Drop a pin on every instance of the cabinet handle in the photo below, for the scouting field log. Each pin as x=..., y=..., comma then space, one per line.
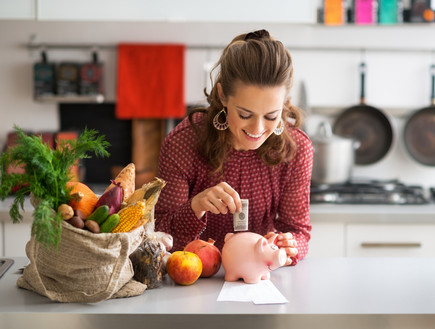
x=391, y=244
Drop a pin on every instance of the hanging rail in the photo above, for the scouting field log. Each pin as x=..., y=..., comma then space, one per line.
x=81, y=46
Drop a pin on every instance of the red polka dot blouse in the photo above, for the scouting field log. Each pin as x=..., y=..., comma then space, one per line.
x=278, y=195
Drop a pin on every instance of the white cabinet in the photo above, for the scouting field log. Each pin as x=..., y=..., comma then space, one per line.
x=289, y=11
x=327, y=240
x=15, y=238
x=17, y=9
x=1, y=239
x=390, y=240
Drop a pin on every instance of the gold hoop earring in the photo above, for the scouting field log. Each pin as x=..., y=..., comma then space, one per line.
x=220, y=125
x=278, y=130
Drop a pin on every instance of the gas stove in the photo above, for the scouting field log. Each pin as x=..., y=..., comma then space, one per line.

Description of the task - Would you return the material above exactly, apart from its pictures?

Answer for this exercise -
Drop a pin on every instance of the cabinet handle in the photo below, for the scouting field log. Each pin as x=..., y=..., comma then space, one per line.
x=391, y=244
Drop a pin on every instance of the hanging rail in the photo above, for the scouting field log. Each pin as x=..., y=..., comma then space, one per line.
x=81, y=46
Drop a pin on every instance of the red polka dot blouse in the photo above, for the scouting field log. Each pin as x=..., y=..., comma then space, one per line.
x=278, y=195
Drop a pin on every instance of the white cabinet in the photo above, for the scouting field log. Each pin as x=..., y=..., comma then space, one per line.
x=289, y=11
x=327, y=240
x=15, y=238
x=17, y=9
x=1, y=239
x=390, y=240
Drop a pin on every instance of the gold hoop earring in the photo above, for the scouting field log. Each pin as x=..., y=..., comma then space, one per line.
x=220, y=125
x=278, y=130
Drop a pin on every instance of the gas stove in the photo above, for the scouting field log. Each pin as x=..., y=..., comma then space, one per line.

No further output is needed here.